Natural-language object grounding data
┄┄┄┄┄┄┄┄┄┄

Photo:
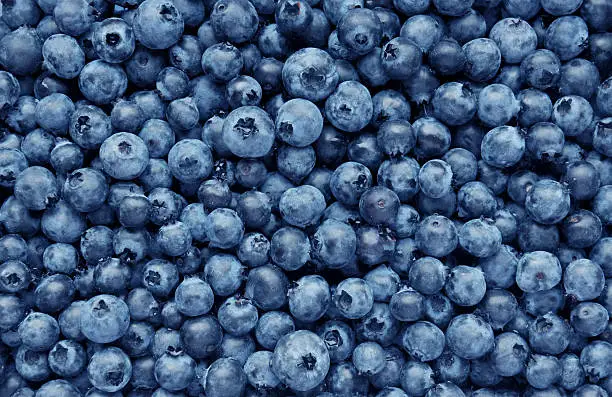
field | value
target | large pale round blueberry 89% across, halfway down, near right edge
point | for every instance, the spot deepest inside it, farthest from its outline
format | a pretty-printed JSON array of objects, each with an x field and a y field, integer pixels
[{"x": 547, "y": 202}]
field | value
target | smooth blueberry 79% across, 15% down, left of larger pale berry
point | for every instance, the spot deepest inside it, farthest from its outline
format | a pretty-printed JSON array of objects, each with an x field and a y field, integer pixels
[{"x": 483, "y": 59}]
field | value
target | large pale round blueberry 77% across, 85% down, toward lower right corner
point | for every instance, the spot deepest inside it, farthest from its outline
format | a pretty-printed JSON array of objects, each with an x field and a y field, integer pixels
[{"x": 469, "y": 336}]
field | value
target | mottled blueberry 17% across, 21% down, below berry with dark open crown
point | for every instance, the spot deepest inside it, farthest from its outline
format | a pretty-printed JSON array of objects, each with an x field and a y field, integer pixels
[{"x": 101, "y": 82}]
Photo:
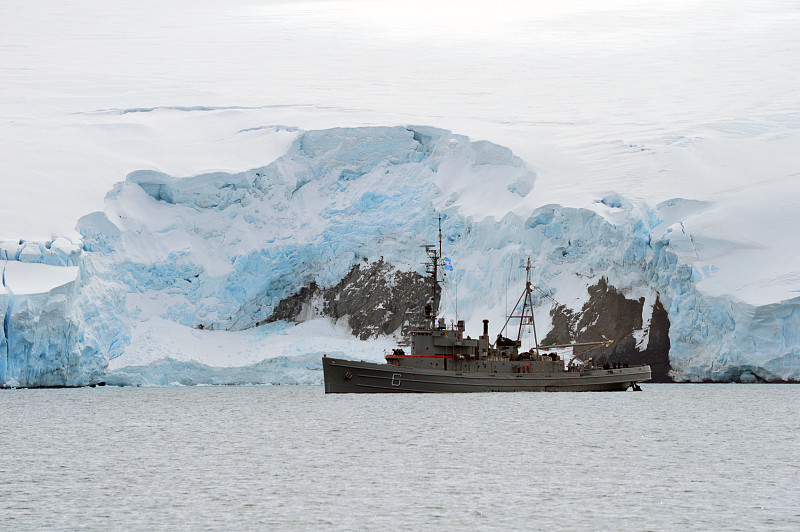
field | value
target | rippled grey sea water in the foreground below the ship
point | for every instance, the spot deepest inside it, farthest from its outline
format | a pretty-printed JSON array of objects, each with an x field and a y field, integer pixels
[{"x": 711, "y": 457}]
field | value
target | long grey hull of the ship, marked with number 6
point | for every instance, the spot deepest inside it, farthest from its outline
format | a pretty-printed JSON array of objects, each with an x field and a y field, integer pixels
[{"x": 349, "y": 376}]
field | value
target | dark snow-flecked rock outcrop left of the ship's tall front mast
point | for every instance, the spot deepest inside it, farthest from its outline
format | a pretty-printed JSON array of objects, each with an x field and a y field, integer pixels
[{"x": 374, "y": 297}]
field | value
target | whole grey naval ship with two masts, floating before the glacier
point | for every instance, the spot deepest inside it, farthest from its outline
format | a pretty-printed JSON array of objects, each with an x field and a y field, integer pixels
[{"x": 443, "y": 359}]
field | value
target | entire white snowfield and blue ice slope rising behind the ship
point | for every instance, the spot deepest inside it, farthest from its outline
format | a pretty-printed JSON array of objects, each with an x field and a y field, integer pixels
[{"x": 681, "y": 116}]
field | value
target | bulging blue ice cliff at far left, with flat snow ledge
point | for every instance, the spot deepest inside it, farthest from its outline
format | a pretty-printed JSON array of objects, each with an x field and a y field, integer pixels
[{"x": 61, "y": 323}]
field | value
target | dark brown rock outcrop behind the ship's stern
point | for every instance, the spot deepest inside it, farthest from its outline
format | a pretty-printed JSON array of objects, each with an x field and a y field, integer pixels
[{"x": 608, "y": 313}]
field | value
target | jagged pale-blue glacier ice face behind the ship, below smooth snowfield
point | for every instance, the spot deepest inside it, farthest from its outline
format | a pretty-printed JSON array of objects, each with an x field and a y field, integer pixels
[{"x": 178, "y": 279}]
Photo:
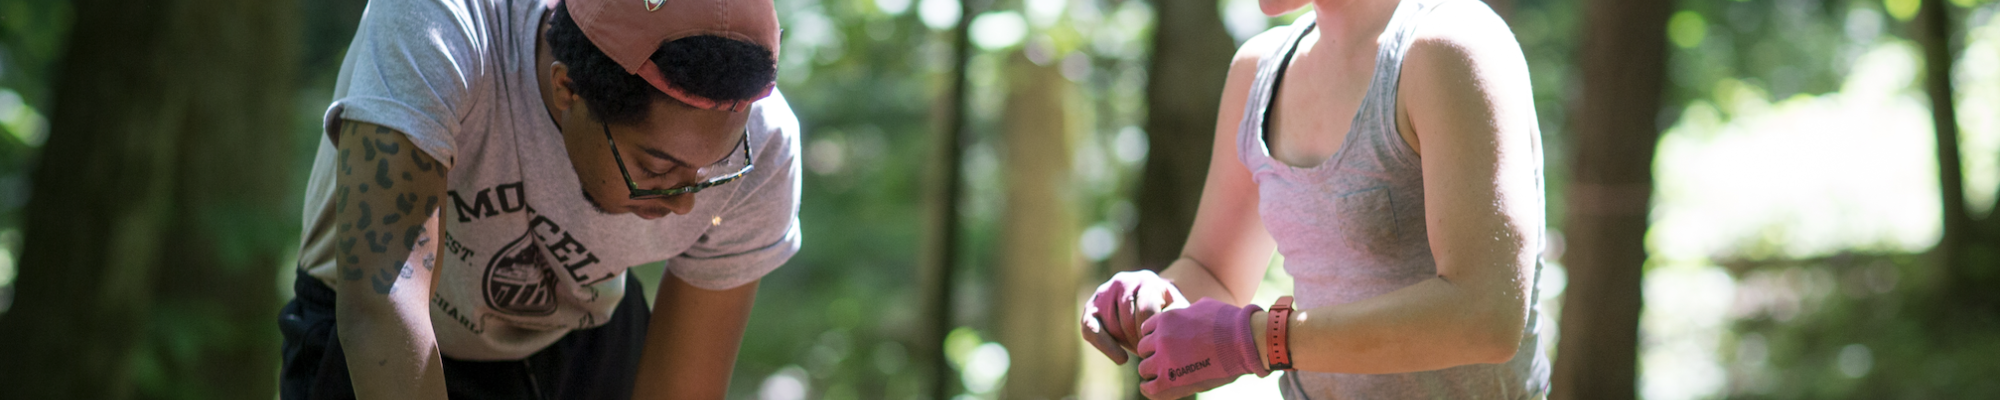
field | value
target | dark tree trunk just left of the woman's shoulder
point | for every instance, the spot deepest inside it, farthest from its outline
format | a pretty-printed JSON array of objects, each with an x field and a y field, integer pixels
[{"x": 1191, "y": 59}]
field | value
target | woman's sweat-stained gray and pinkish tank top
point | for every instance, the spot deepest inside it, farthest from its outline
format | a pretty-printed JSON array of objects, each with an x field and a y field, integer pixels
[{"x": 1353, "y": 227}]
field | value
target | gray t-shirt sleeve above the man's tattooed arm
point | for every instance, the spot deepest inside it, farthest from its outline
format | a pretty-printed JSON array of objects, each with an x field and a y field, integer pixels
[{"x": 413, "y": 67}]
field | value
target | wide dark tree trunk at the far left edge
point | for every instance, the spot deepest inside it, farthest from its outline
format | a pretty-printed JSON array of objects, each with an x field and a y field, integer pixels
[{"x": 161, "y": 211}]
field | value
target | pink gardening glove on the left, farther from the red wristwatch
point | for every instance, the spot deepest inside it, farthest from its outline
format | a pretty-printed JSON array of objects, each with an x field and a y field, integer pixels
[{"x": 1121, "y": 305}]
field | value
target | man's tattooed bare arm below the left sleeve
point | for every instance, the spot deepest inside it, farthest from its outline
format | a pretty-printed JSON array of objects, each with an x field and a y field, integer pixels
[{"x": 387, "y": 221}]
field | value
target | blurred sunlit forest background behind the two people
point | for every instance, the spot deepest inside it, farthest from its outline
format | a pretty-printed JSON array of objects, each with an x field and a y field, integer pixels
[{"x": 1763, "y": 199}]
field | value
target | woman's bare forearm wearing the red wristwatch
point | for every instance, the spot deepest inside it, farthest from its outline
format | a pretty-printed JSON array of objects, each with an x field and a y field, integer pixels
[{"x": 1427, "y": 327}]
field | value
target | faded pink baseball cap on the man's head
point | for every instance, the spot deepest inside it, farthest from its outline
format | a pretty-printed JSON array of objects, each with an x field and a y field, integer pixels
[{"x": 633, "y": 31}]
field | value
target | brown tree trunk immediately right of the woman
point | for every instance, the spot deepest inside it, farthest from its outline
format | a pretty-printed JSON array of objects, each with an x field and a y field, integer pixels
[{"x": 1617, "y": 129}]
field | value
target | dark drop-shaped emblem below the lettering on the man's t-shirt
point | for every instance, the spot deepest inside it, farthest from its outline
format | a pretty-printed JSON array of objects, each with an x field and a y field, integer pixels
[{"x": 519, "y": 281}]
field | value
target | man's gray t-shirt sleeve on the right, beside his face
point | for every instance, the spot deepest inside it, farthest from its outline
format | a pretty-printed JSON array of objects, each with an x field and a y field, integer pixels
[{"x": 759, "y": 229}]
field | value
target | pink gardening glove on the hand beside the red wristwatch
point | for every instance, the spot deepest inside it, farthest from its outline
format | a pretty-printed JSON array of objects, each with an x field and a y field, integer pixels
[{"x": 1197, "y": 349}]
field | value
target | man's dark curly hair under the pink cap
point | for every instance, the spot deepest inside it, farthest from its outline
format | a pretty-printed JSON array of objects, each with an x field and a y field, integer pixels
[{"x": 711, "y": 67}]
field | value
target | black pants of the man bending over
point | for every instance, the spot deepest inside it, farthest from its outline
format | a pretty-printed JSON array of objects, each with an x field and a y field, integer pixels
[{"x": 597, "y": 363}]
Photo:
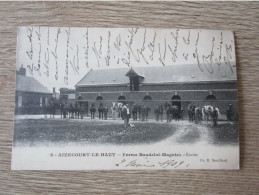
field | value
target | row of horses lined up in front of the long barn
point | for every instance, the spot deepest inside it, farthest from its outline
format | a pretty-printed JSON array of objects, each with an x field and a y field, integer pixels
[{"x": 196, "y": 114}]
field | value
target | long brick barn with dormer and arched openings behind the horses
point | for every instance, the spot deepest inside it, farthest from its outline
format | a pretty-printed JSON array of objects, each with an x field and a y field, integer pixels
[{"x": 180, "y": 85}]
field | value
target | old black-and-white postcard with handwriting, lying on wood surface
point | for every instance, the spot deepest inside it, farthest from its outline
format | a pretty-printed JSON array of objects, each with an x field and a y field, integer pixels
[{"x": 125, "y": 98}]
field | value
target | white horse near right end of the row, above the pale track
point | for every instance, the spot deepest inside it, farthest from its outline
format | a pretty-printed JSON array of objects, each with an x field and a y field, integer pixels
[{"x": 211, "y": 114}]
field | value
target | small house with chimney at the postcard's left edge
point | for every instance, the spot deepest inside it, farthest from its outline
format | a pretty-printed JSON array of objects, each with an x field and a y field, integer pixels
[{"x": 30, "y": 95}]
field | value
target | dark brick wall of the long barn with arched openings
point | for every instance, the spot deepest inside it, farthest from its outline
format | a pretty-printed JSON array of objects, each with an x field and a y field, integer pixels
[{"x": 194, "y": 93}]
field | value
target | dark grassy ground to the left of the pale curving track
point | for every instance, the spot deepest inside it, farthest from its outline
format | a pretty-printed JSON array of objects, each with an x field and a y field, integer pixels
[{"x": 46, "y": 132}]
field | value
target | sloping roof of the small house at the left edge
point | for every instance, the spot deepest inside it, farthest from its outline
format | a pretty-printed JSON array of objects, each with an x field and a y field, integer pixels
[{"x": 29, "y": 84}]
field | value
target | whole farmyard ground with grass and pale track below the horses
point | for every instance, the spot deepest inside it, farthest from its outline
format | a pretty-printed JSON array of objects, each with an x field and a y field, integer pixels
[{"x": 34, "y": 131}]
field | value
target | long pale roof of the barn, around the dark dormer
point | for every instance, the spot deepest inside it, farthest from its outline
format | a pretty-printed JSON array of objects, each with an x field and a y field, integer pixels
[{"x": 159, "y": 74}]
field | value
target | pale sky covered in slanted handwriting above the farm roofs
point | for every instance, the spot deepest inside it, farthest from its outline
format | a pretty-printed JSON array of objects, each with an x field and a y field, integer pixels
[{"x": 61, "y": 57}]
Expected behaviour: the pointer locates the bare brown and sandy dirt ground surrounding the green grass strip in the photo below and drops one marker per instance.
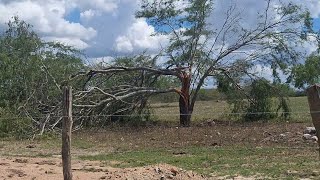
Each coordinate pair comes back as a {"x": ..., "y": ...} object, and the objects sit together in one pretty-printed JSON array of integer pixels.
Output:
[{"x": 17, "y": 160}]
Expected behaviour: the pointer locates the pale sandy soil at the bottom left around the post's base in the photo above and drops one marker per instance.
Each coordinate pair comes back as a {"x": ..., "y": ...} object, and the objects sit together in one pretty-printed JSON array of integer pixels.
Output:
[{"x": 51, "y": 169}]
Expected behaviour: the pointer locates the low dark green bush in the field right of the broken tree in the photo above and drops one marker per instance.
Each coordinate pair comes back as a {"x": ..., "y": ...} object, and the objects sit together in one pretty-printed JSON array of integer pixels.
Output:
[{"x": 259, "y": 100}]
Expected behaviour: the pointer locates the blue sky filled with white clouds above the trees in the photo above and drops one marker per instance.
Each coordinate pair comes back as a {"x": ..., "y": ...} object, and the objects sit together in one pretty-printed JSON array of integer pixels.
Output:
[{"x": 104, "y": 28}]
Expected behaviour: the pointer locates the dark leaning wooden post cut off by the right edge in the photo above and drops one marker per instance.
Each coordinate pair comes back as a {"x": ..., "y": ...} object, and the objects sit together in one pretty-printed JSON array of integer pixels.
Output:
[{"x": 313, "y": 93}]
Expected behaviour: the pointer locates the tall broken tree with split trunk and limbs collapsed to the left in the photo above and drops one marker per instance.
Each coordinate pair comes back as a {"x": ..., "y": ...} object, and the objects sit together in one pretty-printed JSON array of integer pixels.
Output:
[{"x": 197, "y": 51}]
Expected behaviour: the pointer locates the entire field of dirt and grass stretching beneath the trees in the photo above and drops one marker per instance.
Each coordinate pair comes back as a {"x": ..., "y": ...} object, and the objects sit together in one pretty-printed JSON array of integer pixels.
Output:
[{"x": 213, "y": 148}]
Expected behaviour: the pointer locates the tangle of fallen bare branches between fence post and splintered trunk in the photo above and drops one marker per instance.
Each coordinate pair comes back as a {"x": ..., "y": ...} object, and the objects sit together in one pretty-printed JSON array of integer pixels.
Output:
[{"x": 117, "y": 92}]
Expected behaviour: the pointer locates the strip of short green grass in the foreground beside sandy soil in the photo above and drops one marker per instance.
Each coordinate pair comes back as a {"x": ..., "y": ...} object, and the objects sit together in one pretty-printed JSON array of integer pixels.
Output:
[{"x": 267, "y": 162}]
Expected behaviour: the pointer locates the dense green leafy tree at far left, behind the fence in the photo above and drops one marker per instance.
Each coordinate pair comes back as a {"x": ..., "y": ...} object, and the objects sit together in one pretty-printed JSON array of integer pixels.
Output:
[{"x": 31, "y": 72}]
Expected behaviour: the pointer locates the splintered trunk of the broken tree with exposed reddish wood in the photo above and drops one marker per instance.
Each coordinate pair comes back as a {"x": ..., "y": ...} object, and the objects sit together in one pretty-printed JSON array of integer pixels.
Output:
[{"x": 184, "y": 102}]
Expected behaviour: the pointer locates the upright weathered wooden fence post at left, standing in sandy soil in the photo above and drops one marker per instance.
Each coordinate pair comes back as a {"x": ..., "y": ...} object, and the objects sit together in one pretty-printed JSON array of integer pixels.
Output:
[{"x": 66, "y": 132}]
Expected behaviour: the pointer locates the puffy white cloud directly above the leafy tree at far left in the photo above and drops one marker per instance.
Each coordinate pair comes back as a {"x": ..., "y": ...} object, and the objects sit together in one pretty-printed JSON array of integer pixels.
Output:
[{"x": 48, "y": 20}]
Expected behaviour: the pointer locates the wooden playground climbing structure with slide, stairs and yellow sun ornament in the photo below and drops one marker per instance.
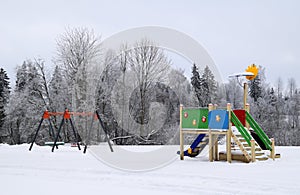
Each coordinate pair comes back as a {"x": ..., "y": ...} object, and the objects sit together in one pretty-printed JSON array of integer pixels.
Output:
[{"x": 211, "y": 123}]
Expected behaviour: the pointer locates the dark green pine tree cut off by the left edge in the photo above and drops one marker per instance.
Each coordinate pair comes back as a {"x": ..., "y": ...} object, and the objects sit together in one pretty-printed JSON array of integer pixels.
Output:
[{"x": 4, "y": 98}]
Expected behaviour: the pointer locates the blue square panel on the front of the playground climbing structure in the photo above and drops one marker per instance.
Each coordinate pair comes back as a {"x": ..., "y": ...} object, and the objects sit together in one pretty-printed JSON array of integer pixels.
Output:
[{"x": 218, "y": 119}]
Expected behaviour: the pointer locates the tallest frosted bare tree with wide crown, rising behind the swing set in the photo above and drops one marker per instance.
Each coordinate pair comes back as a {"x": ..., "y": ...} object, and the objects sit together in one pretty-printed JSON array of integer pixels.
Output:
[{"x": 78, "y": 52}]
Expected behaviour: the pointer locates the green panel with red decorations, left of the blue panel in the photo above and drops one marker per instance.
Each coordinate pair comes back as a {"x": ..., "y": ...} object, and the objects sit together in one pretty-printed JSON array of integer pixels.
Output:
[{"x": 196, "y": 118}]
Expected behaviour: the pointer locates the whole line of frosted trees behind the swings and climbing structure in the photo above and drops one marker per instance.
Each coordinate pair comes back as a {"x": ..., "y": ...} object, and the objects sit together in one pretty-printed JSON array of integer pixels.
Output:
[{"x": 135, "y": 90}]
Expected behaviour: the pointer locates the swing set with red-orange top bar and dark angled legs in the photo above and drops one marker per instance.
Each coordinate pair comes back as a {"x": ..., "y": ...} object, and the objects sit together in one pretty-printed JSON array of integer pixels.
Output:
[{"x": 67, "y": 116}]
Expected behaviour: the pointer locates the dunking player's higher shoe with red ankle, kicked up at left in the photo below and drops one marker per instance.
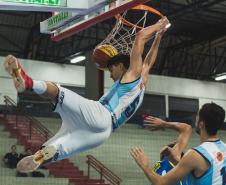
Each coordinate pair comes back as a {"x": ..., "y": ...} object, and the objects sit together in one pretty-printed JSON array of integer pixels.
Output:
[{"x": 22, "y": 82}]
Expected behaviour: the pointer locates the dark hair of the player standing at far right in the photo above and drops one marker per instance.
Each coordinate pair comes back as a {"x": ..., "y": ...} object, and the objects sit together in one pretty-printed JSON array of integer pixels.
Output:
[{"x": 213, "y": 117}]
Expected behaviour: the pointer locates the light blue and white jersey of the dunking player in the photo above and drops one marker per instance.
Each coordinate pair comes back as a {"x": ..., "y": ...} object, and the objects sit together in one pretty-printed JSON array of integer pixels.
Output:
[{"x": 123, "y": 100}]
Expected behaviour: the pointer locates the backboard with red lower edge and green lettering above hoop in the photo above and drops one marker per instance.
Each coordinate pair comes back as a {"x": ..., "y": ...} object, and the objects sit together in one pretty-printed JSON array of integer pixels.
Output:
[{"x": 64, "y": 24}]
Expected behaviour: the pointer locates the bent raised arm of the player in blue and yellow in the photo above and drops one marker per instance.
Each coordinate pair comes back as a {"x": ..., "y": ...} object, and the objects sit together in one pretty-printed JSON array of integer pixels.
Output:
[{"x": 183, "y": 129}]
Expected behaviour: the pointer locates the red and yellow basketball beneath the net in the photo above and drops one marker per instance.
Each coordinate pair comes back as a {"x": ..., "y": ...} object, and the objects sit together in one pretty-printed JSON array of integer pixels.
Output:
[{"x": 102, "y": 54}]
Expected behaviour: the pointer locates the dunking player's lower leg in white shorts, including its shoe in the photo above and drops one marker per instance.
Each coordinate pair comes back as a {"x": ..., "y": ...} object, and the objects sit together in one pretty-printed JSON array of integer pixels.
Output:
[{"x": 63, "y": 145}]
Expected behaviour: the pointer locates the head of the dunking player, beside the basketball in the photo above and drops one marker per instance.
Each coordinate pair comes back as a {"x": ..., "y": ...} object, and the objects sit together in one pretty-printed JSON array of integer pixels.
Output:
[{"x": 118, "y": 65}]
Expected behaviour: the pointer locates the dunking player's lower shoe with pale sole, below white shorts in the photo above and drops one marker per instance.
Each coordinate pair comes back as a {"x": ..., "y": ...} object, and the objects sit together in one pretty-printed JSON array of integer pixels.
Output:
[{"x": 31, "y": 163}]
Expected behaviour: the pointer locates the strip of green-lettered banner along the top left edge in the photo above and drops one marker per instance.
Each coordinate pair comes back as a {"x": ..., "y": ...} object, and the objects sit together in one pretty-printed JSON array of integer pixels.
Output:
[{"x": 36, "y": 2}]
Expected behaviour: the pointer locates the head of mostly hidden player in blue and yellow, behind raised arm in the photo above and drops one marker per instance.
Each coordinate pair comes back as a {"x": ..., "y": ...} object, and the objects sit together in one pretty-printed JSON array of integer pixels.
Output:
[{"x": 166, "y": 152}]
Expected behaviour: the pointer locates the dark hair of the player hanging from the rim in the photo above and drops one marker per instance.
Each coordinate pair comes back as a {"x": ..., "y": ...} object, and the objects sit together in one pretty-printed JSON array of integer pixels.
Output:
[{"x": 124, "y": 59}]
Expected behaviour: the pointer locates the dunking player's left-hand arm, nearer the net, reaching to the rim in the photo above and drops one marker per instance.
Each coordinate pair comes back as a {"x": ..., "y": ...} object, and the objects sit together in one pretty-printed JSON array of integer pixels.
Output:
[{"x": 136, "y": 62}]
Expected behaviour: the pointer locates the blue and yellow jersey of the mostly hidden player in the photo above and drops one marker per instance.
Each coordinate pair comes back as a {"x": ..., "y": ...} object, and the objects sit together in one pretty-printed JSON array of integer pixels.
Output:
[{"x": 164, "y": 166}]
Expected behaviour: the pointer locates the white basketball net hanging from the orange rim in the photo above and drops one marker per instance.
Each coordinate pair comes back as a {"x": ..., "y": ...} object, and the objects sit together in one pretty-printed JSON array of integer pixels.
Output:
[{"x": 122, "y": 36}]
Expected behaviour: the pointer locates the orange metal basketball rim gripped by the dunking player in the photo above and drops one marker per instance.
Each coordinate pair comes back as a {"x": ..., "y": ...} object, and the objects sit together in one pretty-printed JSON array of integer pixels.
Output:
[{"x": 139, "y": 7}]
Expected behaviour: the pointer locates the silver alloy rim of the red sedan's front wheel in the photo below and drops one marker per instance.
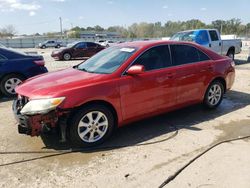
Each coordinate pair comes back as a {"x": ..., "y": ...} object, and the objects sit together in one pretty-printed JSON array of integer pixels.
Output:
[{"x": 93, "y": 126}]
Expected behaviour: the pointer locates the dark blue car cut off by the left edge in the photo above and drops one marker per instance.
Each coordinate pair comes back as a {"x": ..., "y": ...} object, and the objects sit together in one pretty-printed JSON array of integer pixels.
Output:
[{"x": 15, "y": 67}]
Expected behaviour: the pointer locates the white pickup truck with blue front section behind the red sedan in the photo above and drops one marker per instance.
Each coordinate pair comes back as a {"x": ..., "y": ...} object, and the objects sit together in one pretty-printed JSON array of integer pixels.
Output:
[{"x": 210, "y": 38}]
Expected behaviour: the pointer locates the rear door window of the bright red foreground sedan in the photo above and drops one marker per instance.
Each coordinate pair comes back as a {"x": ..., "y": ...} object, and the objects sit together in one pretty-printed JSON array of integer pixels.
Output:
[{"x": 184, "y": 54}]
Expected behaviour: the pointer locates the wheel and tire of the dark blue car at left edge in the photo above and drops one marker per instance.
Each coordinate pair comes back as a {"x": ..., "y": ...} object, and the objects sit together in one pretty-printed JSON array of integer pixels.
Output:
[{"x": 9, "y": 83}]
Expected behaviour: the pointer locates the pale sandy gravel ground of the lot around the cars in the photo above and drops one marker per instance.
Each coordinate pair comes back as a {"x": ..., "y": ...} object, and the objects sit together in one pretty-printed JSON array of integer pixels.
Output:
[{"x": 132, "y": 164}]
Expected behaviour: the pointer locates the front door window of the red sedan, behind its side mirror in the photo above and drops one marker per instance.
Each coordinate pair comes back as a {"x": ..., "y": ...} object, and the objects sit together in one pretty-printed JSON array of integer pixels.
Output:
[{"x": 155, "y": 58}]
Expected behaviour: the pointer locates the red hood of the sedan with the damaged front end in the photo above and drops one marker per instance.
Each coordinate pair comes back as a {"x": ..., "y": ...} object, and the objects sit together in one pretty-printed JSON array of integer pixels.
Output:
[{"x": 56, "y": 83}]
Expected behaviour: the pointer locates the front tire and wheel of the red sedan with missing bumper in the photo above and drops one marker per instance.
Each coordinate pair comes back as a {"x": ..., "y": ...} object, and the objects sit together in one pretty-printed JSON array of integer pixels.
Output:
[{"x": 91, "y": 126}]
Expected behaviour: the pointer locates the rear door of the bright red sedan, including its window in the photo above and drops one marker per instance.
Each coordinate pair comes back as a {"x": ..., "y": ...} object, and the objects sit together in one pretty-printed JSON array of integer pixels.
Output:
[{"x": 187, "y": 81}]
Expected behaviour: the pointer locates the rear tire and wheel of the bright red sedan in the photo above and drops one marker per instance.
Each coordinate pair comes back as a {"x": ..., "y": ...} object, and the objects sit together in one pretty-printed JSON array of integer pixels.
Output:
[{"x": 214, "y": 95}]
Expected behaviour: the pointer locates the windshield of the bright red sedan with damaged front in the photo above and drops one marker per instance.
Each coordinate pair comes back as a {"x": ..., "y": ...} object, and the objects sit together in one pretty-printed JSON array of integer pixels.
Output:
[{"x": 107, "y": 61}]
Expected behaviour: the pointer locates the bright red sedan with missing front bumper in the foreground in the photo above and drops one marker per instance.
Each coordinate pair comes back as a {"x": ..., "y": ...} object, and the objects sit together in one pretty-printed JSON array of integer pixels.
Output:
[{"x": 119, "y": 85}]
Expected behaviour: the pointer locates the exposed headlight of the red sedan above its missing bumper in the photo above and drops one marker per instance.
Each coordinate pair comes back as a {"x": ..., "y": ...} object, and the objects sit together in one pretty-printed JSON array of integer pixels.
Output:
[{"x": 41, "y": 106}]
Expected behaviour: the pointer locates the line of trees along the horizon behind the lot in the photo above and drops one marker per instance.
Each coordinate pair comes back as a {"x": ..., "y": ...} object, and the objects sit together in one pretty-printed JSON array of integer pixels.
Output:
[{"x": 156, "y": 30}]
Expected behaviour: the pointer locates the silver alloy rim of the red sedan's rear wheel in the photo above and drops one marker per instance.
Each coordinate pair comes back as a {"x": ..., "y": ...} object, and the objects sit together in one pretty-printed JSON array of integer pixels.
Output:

┄┄┄┄┄┄┄┄┄┄

WORK INSTRUCTION :: Every line from the top of the records above to the line with "target | rippled", inclusive, should be duplicated exactly, minus the pictures.

ANSWER TO THIS EXERCISE ::
Photo:
field | value
target | large pale round blueberry 89% across, halfway down, near right edge
point | for every instance, the spot deepest inside it, farthest from its outline
format | a pretty-printed JSON array of objects, each with an x field and a y field, integer pixels
[{"x": 547, "y": 202}]
field | value
target | smooth blueberry 79% across, 15% down, left of larger pale berry
point | for every instance, the spot deepest inside it, farthest from its outline
format | a pretty-printed JSON array of objects, each with an x field and a y field, integer pixels
[{"x": 483, "y": 59}]
field | value
target | large pale round blueberry 77% across, 85% down, toward lower right corner
point | for every instance, the spot deepest inside it, farthest from its outline
format | a pretty-printed JSON array of objects, each with an x field and a y field, integer pixels
[{"x": 469, "y": 336}]
field | value
target | mottled blueberry 17% across, 21% down, below berry with dark open crown
point | for every instance, the spot deepest inside it, farthest from its outline
format | a pretty-printed JSON array of objects, each with an x field and a y field, integer pixels
[{"x": 101, "y": 82}]
Photo:
field | value
target | rippled grey sea water in the foreground below the ship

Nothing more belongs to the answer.